━━━━━ Data to use
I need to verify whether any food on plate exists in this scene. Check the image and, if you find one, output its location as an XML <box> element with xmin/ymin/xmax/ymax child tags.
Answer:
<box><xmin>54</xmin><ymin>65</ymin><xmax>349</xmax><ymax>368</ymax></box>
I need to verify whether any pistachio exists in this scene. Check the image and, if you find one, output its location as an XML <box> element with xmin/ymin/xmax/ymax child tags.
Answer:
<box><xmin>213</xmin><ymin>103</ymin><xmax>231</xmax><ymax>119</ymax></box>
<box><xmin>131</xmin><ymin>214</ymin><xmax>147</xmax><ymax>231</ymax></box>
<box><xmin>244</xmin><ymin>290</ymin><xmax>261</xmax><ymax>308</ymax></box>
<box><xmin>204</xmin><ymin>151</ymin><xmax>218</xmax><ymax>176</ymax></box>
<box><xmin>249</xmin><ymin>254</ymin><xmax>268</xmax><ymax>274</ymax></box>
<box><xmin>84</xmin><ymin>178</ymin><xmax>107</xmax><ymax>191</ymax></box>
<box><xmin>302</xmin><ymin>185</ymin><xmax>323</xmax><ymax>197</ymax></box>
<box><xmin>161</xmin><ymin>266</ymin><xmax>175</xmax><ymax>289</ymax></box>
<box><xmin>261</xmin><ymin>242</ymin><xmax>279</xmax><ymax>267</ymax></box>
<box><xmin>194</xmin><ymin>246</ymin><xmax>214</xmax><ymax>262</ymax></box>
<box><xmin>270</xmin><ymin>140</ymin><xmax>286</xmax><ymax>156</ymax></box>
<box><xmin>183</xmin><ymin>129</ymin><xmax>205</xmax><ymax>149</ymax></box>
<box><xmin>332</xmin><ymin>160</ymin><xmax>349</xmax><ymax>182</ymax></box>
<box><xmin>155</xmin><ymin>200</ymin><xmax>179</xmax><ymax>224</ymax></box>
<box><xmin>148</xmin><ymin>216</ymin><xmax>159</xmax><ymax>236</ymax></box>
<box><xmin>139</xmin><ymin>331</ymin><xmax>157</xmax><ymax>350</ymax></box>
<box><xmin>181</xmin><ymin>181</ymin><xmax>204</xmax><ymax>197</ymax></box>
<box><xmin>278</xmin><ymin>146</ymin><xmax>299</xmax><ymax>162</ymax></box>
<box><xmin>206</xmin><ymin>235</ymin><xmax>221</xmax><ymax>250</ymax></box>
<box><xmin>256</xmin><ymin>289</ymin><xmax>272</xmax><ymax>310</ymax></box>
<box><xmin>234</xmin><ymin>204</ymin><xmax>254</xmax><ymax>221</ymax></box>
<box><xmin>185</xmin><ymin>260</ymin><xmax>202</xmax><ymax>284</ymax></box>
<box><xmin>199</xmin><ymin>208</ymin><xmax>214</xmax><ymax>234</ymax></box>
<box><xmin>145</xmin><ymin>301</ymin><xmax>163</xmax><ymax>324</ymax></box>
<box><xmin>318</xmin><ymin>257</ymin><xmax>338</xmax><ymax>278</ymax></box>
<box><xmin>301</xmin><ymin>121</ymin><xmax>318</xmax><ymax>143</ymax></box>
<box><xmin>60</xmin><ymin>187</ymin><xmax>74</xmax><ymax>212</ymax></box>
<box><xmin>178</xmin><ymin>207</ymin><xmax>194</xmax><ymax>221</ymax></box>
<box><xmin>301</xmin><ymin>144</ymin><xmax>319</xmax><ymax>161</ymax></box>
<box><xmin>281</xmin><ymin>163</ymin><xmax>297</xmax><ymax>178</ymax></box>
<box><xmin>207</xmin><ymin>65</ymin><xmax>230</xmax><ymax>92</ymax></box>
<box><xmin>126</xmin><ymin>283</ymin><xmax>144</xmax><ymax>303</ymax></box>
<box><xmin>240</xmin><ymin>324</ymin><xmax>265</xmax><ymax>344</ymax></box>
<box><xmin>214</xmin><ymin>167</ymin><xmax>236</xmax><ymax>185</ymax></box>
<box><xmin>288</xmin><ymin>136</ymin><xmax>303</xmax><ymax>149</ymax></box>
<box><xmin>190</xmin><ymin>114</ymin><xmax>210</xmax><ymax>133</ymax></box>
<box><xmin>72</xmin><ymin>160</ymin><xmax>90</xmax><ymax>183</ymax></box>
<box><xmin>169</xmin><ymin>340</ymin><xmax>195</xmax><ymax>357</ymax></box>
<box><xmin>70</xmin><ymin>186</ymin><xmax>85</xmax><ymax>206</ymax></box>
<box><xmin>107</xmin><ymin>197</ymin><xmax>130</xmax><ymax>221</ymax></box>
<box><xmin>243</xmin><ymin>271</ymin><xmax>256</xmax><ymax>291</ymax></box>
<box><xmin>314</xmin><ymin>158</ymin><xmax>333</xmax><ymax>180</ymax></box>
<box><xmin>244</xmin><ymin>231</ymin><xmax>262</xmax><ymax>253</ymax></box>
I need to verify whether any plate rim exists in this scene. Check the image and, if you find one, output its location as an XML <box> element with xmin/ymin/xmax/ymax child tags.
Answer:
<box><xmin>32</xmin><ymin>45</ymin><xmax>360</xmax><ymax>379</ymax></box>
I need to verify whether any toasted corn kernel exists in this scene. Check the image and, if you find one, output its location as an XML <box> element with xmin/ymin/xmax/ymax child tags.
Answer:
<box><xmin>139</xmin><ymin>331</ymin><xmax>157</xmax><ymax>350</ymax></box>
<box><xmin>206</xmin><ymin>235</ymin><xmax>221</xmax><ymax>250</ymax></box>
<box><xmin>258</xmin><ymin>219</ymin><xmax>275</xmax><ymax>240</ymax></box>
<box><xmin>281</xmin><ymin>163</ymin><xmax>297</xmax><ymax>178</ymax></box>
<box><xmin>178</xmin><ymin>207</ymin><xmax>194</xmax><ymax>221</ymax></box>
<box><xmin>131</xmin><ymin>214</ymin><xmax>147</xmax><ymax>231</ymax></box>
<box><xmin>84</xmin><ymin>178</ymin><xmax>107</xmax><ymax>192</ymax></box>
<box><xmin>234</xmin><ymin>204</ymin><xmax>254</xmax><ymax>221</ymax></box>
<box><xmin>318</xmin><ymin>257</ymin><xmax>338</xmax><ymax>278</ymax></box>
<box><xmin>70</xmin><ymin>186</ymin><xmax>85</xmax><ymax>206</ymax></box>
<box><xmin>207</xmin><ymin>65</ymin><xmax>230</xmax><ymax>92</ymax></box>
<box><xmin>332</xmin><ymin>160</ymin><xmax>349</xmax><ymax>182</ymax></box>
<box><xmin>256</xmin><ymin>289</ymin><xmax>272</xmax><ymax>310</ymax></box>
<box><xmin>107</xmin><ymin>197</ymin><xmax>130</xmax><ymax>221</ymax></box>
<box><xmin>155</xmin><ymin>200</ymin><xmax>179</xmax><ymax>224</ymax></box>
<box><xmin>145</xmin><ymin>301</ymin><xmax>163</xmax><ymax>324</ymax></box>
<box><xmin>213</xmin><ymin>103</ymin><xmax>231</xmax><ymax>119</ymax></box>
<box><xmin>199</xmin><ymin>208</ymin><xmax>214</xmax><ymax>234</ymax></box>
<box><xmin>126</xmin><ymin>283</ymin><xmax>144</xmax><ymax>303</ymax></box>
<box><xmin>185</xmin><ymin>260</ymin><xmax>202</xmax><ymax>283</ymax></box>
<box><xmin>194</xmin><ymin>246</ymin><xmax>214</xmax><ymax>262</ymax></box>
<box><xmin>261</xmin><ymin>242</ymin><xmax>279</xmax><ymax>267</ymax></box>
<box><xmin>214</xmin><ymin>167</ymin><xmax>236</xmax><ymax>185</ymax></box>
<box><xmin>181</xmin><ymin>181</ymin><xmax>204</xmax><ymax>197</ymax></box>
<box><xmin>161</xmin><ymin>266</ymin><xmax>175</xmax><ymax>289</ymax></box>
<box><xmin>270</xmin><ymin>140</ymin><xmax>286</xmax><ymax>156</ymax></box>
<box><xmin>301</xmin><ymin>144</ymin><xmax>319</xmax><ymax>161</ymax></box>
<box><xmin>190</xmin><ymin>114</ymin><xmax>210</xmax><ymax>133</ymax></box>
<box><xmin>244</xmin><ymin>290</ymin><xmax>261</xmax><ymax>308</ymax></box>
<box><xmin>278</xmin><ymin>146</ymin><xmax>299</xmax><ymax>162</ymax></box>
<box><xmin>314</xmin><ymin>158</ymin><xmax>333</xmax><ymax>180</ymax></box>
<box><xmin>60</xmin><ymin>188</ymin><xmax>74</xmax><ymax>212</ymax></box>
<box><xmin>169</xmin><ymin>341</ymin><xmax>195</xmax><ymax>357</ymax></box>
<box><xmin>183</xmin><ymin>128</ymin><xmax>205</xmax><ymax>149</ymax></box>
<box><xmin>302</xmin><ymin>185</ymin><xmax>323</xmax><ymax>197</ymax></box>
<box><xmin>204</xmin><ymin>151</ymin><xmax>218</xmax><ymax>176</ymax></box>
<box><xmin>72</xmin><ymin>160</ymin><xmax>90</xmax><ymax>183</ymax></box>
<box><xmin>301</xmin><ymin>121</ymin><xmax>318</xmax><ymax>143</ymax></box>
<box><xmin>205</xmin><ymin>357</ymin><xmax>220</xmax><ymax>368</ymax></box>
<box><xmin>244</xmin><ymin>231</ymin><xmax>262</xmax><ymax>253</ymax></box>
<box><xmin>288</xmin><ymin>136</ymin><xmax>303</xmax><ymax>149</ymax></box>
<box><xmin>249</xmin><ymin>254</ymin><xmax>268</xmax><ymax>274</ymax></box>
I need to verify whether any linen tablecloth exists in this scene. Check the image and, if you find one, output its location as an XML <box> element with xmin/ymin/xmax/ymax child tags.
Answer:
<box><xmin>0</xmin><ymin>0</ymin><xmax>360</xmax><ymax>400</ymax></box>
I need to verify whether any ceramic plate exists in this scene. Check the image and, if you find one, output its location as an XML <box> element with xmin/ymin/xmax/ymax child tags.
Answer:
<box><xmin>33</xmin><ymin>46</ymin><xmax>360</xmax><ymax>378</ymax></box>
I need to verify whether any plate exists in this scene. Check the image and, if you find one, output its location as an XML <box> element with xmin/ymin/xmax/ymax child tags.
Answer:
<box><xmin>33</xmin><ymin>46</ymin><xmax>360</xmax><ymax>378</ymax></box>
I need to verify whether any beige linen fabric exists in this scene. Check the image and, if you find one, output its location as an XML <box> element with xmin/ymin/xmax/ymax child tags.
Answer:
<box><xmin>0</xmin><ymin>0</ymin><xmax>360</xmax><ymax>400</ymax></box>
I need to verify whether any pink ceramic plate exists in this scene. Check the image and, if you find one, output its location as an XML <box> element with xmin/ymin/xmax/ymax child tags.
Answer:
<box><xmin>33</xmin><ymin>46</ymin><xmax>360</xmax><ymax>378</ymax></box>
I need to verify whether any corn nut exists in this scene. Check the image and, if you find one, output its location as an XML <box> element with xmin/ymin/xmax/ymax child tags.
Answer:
━━━━━━━━━━
> [To do]
Please reproduce the records above word for word, from the line that contains "I need to verify whether any pink" through their final line, both ends included.

> [Complete answer]
I need to verify whether any pink ceramic plate exists in this scene. Check the image and, if you find one, output its location as an XML <box> element with xmin/ymin/xmax/ymax child tags.
Answer:
<box><xmin>33</xmin><ymin>46</ymin><xmax>360</xmax><ymax>378</ymax></box>
I need to verify whether any corn nut exists in this scene. Check the image and, if you find one, output its location as an XML <box> element with xmin/ymin/xmax/ymax child tags.
Answer:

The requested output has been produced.